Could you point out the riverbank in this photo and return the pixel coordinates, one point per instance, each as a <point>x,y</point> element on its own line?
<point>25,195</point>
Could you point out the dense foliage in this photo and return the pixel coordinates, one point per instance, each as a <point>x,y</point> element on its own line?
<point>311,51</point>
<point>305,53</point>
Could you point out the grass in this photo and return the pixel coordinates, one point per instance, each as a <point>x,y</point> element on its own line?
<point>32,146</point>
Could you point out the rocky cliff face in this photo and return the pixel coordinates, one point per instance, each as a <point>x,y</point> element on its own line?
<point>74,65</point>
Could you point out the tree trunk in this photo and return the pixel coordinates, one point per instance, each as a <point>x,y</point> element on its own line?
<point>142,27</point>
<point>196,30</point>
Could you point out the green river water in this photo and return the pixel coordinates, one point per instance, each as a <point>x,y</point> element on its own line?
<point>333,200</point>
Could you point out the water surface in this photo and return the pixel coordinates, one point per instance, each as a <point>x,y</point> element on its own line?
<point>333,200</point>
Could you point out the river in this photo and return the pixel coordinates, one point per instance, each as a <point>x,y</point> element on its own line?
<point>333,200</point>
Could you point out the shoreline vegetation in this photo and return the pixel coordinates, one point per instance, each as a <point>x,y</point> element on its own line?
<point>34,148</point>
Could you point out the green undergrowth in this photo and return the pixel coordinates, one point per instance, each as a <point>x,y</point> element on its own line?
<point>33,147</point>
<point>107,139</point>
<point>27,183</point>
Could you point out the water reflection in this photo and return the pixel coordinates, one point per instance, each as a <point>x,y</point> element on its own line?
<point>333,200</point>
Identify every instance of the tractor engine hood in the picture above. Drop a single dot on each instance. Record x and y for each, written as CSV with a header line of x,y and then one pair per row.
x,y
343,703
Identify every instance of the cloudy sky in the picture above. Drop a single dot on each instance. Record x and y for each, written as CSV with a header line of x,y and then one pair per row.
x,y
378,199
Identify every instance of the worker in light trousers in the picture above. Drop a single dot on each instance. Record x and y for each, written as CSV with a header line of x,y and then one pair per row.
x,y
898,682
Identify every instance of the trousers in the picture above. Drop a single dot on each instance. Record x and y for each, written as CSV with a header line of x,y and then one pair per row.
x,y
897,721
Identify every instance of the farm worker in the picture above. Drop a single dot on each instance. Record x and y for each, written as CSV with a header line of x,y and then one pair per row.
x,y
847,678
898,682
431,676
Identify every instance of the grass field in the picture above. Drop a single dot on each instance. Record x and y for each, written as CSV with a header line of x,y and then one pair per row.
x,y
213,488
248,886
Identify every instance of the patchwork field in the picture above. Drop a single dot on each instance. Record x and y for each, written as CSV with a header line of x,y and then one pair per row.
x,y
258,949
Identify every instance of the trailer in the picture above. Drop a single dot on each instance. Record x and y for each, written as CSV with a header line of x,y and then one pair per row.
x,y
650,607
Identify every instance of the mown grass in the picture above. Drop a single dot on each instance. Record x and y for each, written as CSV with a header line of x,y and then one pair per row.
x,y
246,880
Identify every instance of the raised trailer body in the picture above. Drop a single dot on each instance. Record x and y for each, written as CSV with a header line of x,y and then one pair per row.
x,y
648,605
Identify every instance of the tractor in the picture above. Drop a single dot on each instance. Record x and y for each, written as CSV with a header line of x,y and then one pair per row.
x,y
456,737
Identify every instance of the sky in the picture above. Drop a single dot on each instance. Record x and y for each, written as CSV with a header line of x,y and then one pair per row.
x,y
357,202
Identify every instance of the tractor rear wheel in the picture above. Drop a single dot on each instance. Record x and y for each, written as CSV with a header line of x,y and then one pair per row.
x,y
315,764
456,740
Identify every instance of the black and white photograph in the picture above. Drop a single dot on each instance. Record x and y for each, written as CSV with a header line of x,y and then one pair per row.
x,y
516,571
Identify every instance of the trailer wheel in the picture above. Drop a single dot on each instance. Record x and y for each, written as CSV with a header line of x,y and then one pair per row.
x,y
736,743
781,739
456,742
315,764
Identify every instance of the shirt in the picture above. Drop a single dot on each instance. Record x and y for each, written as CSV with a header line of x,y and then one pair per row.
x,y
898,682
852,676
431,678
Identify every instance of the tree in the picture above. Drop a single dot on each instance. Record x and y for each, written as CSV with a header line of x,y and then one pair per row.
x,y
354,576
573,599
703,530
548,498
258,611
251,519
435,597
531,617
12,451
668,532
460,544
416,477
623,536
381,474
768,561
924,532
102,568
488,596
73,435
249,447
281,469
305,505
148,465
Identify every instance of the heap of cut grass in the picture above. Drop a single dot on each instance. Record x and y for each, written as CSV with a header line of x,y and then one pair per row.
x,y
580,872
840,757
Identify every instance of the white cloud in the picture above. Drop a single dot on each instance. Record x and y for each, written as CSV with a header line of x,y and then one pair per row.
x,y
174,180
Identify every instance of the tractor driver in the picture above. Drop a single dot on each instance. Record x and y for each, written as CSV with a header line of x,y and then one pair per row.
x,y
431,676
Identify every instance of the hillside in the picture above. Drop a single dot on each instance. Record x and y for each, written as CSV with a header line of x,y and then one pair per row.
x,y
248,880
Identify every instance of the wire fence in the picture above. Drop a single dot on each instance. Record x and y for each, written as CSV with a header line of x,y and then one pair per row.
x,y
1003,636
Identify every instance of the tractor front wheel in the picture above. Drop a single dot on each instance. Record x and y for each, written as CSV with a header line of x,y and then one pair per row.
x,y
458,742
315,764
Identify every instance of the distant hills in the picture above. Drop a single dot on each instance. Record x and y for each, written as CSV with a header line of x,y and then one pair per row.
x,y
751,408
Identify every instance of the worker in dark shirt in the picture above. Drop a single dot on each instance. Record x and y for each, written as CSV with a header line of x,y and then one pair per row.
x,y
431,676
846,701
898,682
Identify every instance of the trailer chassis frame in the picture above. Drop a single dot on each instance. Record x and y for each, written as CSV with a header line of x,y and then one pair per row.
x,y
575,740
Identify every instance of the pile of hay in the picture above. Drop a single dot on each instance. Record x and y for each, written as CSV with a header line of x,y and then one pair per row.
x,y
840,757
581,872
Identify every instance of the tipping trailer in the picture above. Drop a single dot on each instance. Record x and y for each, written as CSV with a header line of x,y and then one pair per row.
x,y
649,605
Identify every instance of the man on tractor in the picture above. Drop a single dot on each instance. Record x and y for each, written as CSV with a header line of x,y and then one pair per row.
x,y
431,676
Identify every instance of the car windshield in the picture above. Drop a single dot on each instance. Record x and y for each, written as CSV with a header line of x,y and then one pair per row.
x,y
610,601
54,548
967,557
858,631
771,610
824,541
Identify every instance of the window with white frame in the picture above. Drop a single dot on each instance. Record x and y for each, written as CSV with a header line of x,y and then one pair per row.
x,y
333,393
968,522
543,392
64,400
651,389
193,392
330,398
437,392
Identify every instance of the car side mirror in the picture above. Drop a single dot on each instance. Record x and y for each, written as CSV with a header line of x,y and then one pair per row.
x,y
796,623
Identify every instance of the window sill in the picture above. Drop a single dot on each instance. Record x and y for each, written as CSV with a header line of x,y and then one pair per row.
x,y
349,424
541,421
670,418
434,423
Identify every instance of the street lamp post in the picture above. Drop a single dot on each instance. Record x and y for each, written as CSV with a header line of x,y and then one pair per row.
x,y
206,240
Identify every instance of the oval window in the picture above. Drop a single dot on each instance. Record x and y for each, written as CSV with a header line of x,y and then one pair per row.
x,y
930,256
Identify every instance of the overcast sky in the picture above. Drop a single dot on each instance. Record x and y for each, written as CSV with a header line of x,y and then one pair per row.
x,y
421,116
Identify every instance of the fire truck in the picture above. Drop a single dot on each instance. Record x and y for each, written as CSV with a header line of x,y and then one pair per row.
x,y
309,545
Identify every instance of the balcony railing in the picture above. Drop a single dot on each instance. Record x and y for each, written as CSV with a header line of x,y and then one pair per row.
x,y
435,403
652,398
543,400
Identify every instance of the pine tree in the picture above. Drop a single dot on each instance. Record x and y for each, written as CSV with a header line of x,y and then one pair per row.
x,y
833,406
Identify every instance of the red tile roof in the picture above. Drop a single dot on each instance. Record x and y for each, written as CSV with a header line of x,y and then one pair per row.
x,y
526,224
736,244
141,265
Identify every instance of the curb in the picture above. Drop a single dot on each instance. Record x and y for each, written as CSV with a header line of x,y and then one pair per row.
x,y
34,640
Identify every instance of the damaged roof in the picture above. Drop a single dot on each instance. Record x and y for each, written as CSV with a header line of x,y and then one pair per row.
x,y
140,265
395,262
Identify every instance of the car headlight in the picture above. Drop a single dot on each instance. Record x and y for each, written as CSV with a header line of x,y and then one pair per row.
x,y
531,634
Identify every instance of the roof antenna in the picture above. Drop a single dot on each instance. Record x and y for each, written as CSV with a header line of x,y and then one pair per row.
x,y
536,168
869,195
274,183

◆ Task directions ◆
Reproduce the items word for word, from the line containing "Could you point out the dense" through the line containing "<point>32,146</point>", including both of those lines.

◆ Final result ◆
Could you point out the dense foliage in this photo and return the pixel coordinates, one point per instance, each as a <point>x,y</point> element on its own line?
<point>311,51</point>
<point>305,53</point>
Could you point out the grass in this photo and return the pixel coordinates, one point per instance, each as a <point>x,y</point> element on its own line?
<point>32,146</point>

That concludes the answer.